[Begin STORED DATA]

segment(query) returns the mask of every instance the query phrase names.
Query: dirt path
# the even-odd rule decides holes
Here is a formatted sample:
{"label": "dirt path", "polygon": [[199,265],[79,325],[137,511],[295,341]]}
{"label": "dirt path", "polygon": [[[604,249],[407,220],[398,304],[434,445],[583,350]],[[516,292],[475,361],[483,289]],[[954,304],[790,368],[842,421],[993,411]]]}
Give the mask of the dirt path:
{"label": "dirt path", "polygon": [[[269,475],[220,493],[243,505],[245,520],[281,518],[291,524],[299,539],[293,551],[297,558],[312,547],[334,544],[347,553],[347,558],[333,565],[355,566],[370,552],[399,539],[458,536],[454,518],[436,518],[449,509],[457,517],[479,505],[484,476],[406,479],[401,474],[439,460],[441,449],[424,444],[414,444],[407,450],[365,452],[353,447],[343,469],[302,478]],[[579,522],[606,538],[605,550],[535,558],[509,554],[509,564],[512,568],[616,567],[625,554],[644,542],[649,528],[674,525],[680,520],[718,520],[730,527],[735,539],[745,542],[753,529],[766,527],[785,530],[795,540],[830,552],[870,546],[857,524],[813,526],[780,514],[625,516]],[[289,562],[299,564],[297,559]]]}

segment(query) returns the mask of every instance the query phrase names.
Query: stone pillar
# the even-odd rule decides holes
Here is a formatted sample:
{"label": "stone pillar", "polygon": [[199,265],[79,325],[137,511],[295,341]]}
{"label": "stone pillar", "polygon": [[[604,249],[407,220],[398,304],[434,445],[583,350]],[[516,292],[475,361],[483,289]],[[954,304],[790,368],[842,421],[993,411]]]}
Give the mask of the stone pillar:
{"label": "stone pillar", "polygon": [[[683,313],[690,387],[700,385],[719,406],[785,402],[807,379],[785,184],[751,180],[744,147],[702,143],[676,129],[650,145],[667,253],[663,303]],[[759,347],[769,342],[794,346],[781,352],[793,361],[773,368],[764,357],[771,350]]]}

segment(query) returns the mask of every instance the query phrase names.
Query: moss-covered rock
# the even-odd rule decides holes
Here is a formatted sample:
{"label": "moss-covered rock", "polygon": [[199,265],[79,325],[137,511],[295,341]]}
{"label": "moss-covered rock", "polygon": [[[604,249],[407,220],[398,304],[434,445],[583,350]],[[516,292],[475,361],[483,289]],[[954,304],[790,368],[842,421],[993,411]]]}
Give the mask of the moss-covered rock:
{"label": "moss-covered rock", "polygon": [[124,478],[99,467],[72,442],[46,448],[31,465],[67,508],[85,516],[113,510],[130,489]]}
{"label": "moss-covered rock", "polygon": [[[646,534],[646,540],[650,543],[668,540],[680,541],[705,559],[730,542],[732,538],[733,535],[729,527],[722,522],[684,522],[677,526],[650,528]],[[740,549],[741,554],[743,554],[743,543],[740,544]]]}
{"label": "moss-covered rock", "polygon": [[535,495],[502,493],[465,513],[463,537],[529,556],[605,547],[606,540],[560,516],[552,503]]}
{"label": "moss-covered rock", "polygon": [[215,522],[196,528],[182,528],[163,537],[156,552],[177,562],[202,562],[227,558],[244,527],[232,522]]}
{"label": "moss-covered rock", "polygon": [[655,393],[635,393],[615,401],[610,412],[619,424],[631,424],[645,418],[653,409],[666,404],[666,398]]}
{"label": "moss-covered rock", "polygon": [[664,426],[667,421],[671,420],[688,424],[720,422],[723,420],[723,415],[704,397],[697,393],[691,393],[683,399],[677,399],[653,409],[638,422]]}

[End STORED DATA]

(EXERCISE PROMPT) Reproduce the material in full, with no word added or dropped.

(EXERCISE ANSWER)
segment(query) returns the mask of every instance the query phrase names.
Query: dirt path
# the even-odd rule decides holes
Here is a formatted sample:
{"label": "dirt path", "polygon": [[199,265],[79,325],[137,511],[295,341]]}
{"label": "dirt path", "polygon": [[[604,249],[407,220],[398,304],[434,445],[583,350]],[[516,292],[475,361],[483,289]],[[954,304],[790,368],[842,421],[993,411]]]}
Give the mask of the dirt path:
{"label": "dirt path", "polygon": [[[269,475],[220,493],[243,505],[245,520],[281,518],[291,524],[299,539],[293,551],[297,558],[312,547],[334,544],[347,553],[347,558],[333,565],[355,566],[370,552],[399,539],[458,536],[454,518],[436,518],[449,509],[457,517],[479,505],[484,476],[406,479],[401,474],[439,460],[441,449],[424,444],[414,444],[407,450],[365,452],[353,447],[343,469],[302,478]],[[579,522],[606,538],[605,550],[535,558],[509,554],[509,564],[512,568],[616,567],[625,554],[644,542],[649,528],[674,525],[680,520],[718,520],[730,527],[735,539],[745,542],[753,529],[766,527],[785,530],[795,540],[830,552],[870,546],[857,524],[813,526],[780,514],[625,516]],[[289,562],[299,564],[297,559]]]}

segment(query) returns the mask of every instance the query phrase names.
Query: stone pillar
# the even-odd rule decides holes
Here is a formatted sample:
{"label": "stone pillar", "polygon": [[199,265],[79,325],[137,511],[295,341]]}
{"label": "stone pillar", "polygon": [[[604,249],[407,220],[398,304],[434,445],[583,350]],[[516,292],[475,361],[483,289]],[[954,304],[790,368],[842,421],[993,411]]]}
Give the mask of the stone pillar:
{"label": "stone pillar", "polygon": [[[683,313],[690,387],[700,385],[719,406],[785,402],[807,379],[785,184],[751,180],[744,147],[702,143],[676,129],[650,145],[667,253],[663,303]],[[759,347],[769,342],[794,346],[781,352],[793,361],[773,368],[764,357],[771,350]]]}

segment(query) returns the mask of every instance the query phrase names.
Query: moss-covered rock
# the even-odd rule decides holes
Here is a formatted sample:
{"label": "moss-covered rock", "polygon": [[199,265],[79,325],[137,511],[295,341]]}
{"label": "moss-covered rock", "polygon": [[[604,249],[407,220],[398,304],[434,445],[583,350]],[[516,292],[475,361],[483,289]],[[954,304],[790,368],[842,421],[993,411]]]}
Give the mask of the moss-covered rock:
{"label": "moss-covered rock", "polygon": [[124,478],[99,467],[72,442],[46,448],[31,465],[67,508],[85,516],[113,510],[130,489]]}
{"label": "moss-covered rock", "polygon": [[[646,534],[646,540],[650,543],[668,540],[680,541],[705,559],[730,542],[732,538],[733,535],[729,527],[722,522],[684,522],[677,526],[650,528]],[[740,549],[741,554],[743,554],[743,543],[740,544]]]}
{"label": "moss-covered rock", "polygon": [[535,495],[502,493],[465,513],[463,537],[529,556],[605,547],[606,540],[560,516],[552,503]]}
{"label": "moss-covered rock", "polygon": [[215,522],[196,528],[182,528],[163,537],[156,552],[177,562],[202,562],[227,558],[244,527],[232,522]]}
{"label": "moss-covered rock", "polygon": [[655,393],[635,393],[615,401],[610,412],[619,424],[631,424],[645,418],[653,409],[666,404],[666,398]]}
{"label": "moss-covered rock", "polygon": [[664,426],[667,421],[671,420],[688,424],[720,422],[723,420],[723,415],[704,397],[697,393],[691,393],[683,399],[677,399],[653,409],[638,422]]}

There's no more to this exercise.